#### Requirements
Provide the data again in its entirety, exactly as given.

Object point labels
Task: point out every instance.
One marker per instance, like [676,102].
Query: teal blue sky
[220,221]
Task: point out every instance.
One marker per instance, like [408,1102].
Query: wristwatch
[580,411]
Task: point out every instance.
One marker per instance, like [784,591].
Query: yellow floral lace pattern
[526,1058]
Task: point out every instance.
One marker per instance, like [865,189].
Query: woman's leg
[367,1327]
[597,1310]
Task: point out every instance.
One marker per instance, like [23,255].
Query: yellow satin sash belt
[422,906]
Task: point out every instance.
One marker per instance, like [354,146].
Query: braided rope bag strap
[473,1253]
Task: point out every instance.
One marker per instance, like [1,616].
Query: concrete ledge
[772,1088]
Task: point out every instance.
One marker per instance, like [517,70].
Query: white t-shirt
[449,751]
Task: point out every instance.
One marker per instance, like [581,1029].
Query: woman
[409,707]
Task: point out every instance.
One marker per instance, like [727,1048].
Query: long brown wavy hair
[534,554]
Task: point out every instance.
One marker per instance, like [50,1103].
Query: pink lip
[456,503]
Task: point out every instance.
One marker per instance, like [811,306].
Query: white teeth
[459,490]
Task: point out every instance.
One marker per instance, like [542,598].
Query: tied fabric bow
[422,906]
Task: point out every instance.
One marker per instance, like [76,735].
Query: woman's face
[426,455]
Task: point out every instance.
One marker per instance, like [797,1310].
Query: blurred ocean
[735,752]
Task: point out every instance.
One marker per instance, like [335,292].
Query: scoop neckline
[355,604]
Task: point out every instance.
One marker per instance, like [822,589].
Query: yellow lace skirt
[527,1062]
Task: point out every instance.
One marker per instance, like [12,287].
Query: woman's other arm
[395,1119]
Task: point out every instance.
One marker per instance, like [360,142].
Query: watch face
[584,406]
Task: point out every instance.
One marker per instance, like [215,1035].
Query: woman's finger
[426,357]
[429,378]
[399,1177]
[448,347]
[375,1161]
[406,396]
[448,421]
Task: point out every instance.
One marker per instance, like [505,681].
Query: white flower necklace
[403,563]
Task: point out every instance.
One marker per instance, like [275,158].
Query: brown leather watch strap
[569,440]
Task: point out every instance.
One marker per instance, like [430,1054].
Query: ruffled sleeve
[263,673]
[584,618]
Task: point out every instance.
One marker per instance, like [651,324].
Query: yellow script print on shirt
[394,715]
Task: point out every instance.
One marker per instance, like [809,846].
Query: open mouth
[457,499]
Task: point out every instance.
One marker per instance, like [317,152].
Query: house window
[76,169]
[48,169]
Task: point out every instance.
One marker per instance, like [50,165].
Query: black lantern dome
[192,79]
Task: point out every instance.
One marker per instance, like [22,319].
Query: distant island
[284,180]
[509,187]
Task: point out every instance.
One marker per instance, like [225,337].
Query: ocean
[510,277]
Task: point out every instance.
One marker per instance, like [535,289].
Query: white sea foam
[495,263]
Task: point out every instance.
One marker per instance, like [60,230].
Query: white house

#### Final result
Task: point out every instance.
One marker per instance, like [676,102].
Query: teal blue sky
[220,221]
Task: point out every instance.
One marker per instance, like [408,1102].
Query: wristwatch
[580,411]
Task: point out every instance.
One marker per instance, like [784,591].
Query: yellow floral lace pattern
[526,1058]
Task: point out every instance.
One marker per instance, like [865,189].
Query: woman's leg
[367,1327]
[597,1310]
Task: point out every instance.
One marker per instance, like [23,255].
Query: yellow satin sash belt
[422,906]
Task: point out every instance.
One marker per instance, like [354,146].
Query: braided rope bag strap
[473,1253]
Task: point out every instance.
One marker per instance, like [1,616].
Query: concrete ledge
[772,1088]
Task: point out every instance.
One marker per instance, like [517,70].
Query: white t-shirt
[449,751]
Task: point out every instance.
One marker per instance, like [581,1029].
Query: woman
[409,707]
Task: point out every instance.
One marker per instance, like [727,1048].
Query: long brown wavy hair
[534,554]
Task: point out every instance.
One marker per instance, like [50,1103].
Query: pink lip
[456,503]
Task: point out every instance.
One marker per instance, like [811,306].
Query: white teeth
[459,490]
Task: point out every instance.
One marker per instance, like [542,598].
Query: tied fabric bow
[422,906]
Task: point out every instance.
One marker per instance, like [76,735].
Query: woman's face
[426,455]
Task: point out every instance.
One marker per instance, like [797,1310].
Query: blurred ocean
[735,752]
Task: point out every instance.
One marker per instance, like [335,292].
Query: scoop neckline
[355,604]
Task: point out every instance.
One marker per instance, like [822,589].
Query: yellow lace skirt
[527,1062]
Task: point out every instance.
One marker per instance, like [12,287].
Query: woman's other arm
[395,1119]
Task: point out every instance.
One marker per instance, like [360,142].
Query: watch face
[584,406]
Task: point out every instance.
One marker per instance, like [215,1035].
Query: woman's finger
[426,357]
[429,378]
[399,1177]
[448,347]
[375,1161]
[406,396]
[448,421]
Task: point out every instance.
One marker per instance, like [505,681].
Query: white flower necklace
[403,563]
Task: point out every instance.
One marker per instance, like [275,158].
Query: brown leather watch strap
[569,440]
Task: point out every instance.
One marker per instance, like [430,1054].
Query: ruffled sleeve
[263,673]
[584,618]
Task: point out every instance.
One marker per instance, like [651,324].
Query: yellow script print on shirt
[394,715]
Task: point out every instance.
One marker per instance, like [809,846].
Query: open mouth
[457,499]
Task: point out every instance.
One marker per instance, like [317,152].
Query: house window
[76,169]
[48,169]
Task: point out every instance.
One marker per instance, like [50,165].
Query: black lantern dome
[192,79]
Task: point out every instance.
One marker per instance, like [22,319].
Query: distant island
[284,180]
[509,187]
Task: point out every instance.
One marker per instance, like [225,337].
Query: ocean
[510,277]
Task: point out every instance.
One marker per instance, like [535,289].
Query: white sea foam
[495,263]
Task: point out every instance.
One marker per instance, like [60,230].
Query: white house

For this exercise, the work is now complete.